# WHAT YOU HAVE TO DO:
Whatever appears in the records apart from pictures must be reproduced exactly.

-- DATA UNDER STUDY follows --

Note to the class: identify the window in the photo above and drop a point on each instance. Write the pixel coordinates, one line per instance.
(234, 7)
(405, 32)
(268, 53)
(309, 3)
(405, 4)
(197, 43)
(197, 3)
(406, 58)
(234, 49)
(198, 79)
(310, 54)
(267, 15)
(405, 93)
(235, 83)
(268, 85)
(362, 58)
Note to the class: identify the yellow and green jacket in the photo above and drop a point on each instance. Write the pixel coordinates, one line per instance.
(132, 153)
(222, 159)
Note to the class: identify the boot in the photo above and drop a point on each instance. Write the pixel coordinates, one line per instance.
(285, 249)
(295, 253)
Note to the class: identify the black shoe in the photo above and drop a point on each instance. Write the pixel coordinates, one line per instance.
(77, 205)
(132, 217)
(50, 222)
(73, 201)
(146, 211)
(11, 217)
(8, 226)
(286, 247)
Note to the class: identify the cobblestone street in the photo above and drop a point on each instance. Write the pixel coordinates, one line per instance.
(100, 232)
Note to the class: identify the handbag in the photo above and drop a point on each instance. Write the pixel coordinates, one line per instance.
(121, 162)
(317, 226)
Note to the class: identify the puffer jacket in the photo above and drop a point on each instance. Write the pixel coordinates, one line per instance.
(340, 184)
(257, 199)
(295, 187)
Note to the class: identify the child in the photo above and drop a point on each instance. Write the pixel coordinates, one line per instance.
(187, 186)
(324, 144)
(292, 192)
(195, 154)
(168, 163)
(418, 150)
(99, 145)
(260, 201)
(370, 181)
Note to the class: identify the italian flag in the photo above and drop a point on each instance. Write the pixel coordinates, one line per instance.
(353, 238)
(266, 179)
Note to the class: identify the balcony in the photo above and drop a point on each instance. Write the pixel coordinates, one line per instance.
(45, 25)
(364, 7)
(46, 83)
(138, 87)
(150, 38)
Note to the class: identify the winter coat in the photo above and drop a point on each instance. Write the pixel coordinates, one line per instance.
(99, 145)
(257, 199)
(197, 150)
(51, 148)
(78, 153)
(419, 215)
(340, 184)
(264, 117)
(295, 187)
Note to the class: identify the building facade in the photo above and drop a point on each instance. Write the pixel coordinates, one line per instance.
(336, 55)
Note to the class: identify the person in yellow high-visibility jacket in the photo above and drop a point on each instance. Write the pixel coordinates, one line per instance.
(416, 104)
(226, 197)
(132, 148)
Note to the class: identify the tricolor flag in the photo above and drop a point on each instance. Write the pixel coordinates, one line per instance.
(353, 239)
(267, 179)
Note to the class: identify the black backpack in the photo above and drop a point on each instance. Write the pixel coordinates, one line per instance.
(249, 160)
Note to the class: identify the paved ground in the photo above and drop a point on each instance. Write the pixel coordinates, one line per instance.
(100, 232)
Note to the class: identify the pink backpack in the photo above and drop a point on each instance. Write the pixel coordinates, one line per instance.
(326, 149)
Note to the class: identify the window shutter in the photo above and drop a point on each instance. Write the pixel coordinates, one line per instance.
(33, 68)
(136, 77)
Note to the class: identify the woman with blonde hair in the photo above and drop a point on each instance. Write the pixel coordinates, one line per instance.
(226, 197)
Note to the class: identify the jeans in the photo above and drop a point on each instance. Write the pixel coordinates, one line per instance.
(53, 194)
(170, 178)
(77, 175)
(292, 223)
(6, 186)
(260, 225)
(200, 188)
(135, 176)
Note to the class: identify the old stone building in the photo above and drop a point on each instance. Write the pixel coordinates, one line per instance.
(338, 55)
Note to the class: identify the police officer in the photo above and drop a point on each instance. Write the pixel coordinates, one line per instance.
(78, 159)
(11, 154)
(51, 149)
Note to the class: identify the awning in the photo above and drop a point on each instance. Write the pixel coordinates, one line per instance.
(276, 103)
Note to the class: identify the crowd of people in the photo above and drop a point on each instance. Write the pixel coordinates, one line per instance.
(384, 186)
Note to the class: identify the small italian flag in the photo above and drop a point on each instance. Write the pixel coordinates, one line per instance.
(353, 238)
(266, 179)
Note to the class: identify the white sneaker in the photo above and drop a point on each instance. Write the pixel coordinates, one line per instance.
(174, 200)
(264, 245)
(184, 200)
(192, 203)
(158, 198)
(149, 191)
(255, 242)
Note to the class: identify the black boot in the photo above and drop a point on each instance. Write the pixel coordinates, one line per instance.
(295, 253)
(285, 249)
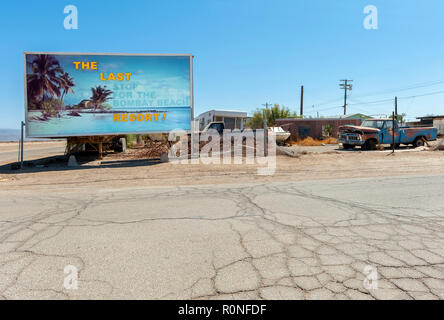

-- DATA UNDER STUDY concluded --

# EXERCISE OUTPUT:
Note to the class: identify the window in the photo above and drop a point on each instance. Write the pixel coordinates, one line per instance.
(234, 7)
(405, 32)
(268, 53)
(309, 3)
(405, 4)
(197, 43)
(197, 3)
(406, 58)
(234, 49)
(198, 79)
(310, 54)
(267, 15)
(405, 93)
(235, 83)
(268, 85)
(362, 58)
Note to the class: identify the yellow and green jacket in the photo above and drop a point on each instance. Write the pixel coordinates, one line per instance.
(132, 153)
(222, 159)
Note to the class: identify the boot in the photo above and drop a point on each instance. Write the pixel coordinates, one line per instance.
(285, 249)
(295, 253)
Note to the class: identify the black shoe in the photo above and drop a point on each instance. Write the pixel coordinates, one line per instance.
(77, 205)
(132, 217)
(50, 222)
(73, 201)
(146, 211)
(11, 217)
(8, 226)
(286, 247)
Note to the class: identify the cobblestone street in the photo above and drop a point on each instance. Write the pixel coordinates, one line per instance.
(100, 232)
Note to the class: identify the handbag in the photo above and drop a point on each instance. Write the pixel coordinates, one line per instance.
(121, 162)
(317, 226)
Note to the class: identify the puffer jacket in the photo above and drop a point on each instance. Write the pixel coordinates, one line per instance.
(340, 184)
(257, 199)
(295, 187)
Note to the class: identify the child in the photo above and drop a point on each instance. Write the pixel coordinates, one line per instance.
(187, 186)
(324, 144)
(292, 192)
(195, 154)
(168, 163)
(418, 150)
(99, 145)
(260, 201)
(370, 181)
Note to the class: identify the italian flag in the photo above and drop a point on each instance. Write the pixel coordinates, one line per instance.
(353, 238)
(266, 179)
Note to the class: identify the balcony in the photo above and drop a point on each instance. Write the pixel coordinates, one line per instance.
(45, 25)
(364, 7)
(46, 83)
(138, 87)
(150, 38)
Note to the class: identify the winter coat in the photo above and drop a point on each instance. Write the pixel coordinates, one line per instance.
(99, 145)
(257, 199)
(197, 150)
(51, 148)
(78, 153)
(419, 215)
(340, 184)
(264, 117)
(295, 187)
Note to the class: identify the building facade in the photo above and drop a point on each instance. Write the pixel coordinates, one line per instance.
(336, 55)
Note to the class: identify the person in yellow high-visibility jacket in the photo above and drop a point on each instance. Write the pixel coordinates, one line per instance.
(416, 104)
(226, 197)
(132, 148)
Note to the class: identify the tricolor flag in the photo above and drop a point on each instance. Write the pixel coordinates, one line per instance.
(353, 239)
(267, 179)
Note to the class: identify the black backpack in the photo above and drop a point on each instance. Write the pixel coordinates, one line per instance.
(249, 160)
Note to the class: identify the paved ground in the photo above and drop a point on each instance. Write the pixel coordinates, one line per instance.
(100, 232)
Note to the class: identify the pink backpack in the photo above and drop a point on each instance. Write the pixel coordinates, one line per instance.
(326, 149)
Note to the class: identify the window shutter in the photo above and drop a point on each instance. Write the pixel coordinates, one line per instance.
(33, 68)
(136, 77)
Note to the class: identify the woman with blonde hair in the photo above and drop a point on each instance. Write the pixel coordinates, one line per instance.
(226, 197)
Note to the class: identify the jeans in the photo above and drop a point on each instance. Write the pixel coordinates, one line per instance.
(53, 194)
(170, 178)
(77, 175)
(292, 223)
(6, 186)
(260, 225)
(200, 188)
(135, 176)
Note to the class: identify the old stone building in the photo above and drop a point on each instance. Write the pixel coordinates, one line per instance.
(338, 55)
Note to the class: identify the police officer in the photo above and drop a point on each instance. Write the pixel coordinates, one line per instance.
(78, 159)
(11, 154)
(51, 149)
Note to the class: identify the awning in the photo above and drop a point on each instance. Write the pixel coordinates, one line per instance.
(276, 103)
Note to the class: identify the crowd of people in the photo above and drop a point on each instance. Write the pixel coordinates, one line per instance.
(384, 186)
Note to the class: identify the small italian flag in the photo above and drop a point on each instance. Write the pixel coordinates, one line per instance.
(353, 238)
(266, 179)
Note to the class: identify the white sneaker in the photo above and drop a point on each instance. Write the pixel coordinates, one line per instance.
(174, 200)
(264, 245)
(184, 200)
(192, 203)
(158, 198)
(149, 191)
(255, 242)
Note to the class: identify the black boot in the photo above and drop a point on each instance. Write the pixel coordinates, one line per instance.
(295, 253)
(285, 249)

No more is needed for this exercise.